What is expected: Copy every line of the listing below without any changes, omitting the pictures.

Image object location entries:
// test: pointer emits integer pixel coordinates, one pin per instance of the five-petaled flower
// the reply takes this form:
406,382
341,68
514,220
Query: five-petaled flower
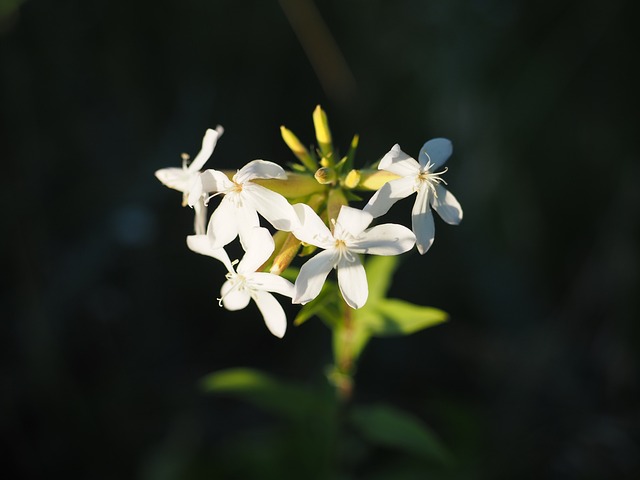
244,283
243,199
418,177
350,238
183,179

Output of the exercise:
// test: pointer emits integer pixel coordinates, one pin per instance of the five-petaled flower
// the reply takes this form:
406,382
341,68
514,220
Query: five-petaled flower
244,283
243,199
418,177
350,238
183,179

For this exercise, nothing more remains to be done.